■ **Supplied data**

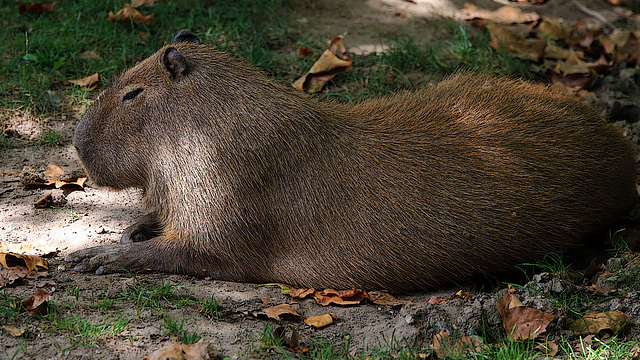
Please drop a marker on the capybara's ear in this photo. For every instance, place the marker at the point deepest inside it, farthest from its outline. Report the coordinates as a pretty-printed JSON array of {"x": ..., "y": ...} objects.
[
  {"x": 185, "y": 36},
  {"x": 174, "y": 62}
]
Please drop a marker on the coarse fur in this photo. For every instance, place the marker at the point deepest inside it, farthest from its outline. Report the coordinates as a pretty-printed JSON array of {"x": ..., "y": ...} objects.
[{"x": 248, "y": 180}]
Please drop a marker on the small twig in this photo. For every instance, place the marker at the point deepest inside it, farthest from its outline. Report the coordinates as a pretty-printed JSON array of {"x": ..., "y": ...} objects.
[{"x": 594, "y": 14}]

■ **Assignment**
If a record holds a picture, drop the picture and reproduce everything else exactly.

■ **Result of the task**
Please drop a marker on the capybara's ear in this photo. For every instance, place the marker at the point deepest inside it, farthest from its outline. Report the coordinates as a pretty-printed JSON array of {"x": ..., "y": ...} objects.
[
  {"x": 185, "y": 36},
  {"x": 174, "y": 62}
]
Please drop a marker on the coarse fur in this photo. For every instance, place the marker at the point deepest inside it, farthest from its outline. Report the coordinates as a pretty-printed JSON array of {"x": ..., "y": ...} objects.
[{"x": 248, "y": 180}]
Please drop a marker on the small twig in this photo. For every instance, place the marker at the point deepest inside it, farthest from its outline. Report the coordinates as a pretty-printed JSON array of {"x": ..., "y": ...} objects.
[{"x": 594, "y": 14}]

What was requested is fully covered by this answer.